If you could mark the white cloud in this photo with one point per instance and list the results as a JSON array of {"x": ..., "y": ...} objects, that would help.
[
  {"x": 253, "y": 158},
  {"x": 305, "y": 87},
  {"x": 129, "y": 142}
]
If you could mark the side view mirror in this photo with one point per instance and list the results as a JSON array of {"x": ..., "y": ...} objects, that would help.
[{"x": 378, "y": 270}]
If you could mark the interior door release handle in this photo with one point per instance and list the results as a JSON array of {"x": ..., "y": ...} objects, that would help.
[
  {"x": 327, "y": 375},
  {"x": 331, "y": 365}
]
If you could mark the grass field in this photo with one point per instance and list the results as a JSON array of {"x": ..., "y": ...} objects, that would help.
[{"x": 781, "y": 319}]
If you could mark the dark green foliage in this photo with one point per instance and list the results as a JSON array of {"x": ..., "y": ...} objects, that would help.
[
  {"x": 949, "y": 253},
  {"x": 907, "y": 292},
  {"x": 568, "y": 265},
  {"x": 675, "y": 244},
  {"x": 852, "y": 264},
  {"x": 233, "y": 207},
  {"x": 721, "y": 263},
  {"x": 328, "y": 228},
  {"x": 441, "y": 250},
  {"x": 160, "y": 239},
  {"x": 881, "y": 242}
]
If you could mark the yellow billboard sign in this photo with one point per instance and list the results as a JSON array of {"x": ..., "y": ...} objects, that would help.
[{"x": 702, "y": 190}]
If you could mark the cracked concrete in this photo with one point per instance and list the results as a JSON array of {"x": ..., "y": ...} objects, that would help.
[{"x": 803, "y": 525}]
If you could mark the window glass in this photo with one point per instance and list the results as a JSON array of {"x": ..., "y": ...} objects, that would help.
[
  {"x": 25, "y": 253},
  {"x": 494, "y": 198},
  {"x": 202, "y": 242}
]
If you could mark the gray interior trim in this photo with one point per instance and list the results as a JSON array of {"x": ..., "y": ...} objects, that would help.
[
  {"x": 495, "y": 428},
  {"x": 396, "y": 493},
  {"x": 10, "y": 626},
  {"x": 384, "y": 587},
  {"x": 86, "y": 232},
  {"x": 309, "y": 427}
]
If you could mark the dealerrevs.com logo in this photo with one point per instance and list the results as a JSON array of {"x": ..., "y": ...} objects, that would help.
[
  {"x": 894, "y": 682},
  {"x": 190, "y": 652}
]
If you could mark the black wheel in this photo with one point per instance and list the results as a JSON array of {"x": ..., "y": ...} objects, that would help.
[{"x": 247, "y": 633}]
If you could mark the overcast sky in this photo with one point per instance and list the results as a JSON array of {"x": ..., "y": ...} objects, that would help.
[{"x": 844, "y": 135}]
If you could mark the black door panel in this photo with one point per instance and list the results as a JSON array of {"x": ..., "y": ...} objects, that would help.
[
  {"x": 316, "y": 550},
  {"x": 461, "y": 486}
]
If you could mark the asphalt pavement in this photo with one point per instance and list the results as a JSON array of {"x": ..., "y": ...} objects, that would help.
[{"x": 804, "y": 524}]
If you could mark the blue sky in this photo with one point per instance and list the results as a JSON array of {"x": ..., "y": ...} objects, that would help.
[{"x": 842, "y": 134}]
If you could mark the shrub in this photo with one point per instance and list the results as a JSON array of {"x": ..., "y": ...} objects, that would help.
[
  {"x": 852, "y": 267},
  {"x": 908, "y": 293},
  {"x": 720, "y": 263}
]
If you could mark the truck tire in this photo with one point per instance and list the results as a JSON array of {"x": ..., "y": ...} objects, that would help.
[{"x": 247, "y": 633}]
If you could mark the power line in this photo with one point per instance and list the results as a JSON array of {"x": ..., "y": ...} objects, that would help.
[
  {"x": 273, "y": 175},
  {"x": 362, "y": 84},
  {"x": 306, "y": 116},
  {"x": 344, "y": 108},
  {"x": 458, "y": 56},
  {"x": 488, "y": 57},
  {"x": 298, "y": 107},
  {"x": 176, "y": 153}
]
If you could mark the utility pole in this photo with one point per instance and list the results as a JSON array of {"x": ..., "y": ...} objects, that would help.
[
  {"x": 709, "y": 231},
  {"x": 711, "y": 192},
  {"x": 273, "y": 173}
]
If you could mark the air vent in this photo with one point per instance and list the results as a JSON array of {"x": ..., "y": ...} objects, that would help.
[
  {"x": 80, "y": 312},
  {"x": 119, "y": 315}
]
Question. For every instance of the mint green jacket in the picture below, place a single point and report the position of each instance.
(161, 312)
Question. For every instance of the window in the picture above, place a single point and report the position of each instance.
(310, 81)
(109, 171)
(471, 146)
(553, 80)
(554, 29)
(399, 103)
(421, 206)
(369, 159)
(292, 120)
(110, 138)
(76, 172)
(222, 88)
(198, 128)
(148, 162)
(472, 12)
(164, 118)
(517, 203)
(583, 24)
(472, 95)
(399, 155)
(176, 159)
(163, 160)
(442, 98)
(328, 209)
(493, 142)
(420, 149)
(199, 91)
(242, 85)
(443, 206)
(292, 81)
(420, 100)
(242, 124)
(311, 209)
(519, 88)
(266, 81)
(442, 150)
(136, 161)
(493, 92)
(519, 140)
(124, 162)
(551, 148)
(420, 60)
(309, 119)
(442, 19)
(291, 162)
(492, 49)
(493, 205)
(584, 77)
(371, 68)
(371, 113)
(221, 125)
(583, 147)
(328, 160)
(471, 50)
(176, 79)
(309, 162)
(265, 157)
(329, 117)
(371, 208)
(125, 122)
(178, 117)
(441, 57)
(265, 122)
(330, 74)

==============================

**WHAT THE TASK ASKS:**
Extract, verbatim, the lines from the one containing "If you could mark the truck" through the last line of the listing above.

**ANSWER TO THIS EXERCISE:**
If you could mark the truck tire in this photo with one point per instance and list the results as a JSON array of {"x": ..., "y": ...} objects, that would help.
[{"x": 247, "y": 633}]
If you could mark the power line in this photo with one point per instance and list the results as a JSON array of {"x": ..., "y": ...} objects, that would help.
[
  {"x": 273, "y": 175},
  {"x": 362, "y": 84},
  {"x": 306, "y": 116},
  {"x": 344, "y": 108},
  {"x": 458, "y": 56},
  {"x": 488, "y": 57},
  {"x": 298, "y": 107},
  {"x": 176, "y": 153}
]
If you could mark the utility pole in this photo with one point per instance and list the results as a JSON array of {"x": ..., "y": ...} objects, that would help.
[
  {"x": 709, "y": 231},
  {"x": 711, "y": 192},
  {"x": 273, "y": 173}
]
If you could mark the air vent in this photo with one point per instance and list the results as a JSON array of {"x": ..., "y": ...} objects, that would help.
[
  {"x": 80, "y": 312},
  {"x": 119, "y": 315}
]
Question. For every instance of the mint green jacket in the picture below, place a single point and report the position of each instance.
(161, 312)
Question. For every instance of the window in the picture above, place a single point and report the position of each instance.
(310, 81)
(109, 171)
(471, 146)
(553, 80)
(554, 29)
(399, 103)
(421, 206)
(369, 159)
(292, 120)
(110, 138)
(76, 172)
(222, 88)
(198, 128)
(148, 162)
(472, 12)
(164, 118)
(517, 203)
(583, 24)
(472, 95)
(399, 155)
(176, 159)
(163, 160)
(442, 98)
(328, 209)
(493, 142)
(420, 149)
(199, 91)
(242, 85)
(443, 206)
(292, 81)
(420, 100)
(242, 124)
(311, 209)
(519, 88)
(266, 81)
(442, 150)
(136, 161)
(493, 92)
(519, 140)
(124, 162)
(551, 148)
(420, 60)
(309, 119)
(442, 19)
(291, 162)
(492, 49)
(493, 205)
(584, 77)
(371, 68)
(371, 113)
(221, 125)
(583, 147)
(328, 160)
(471, 50)
(176, 79)
(309, 162)
(265, 157)
(329, 117)
(371, 208)
(125, 122)
(178, 117)
(441, 57)
(265, 122)
(330, 74)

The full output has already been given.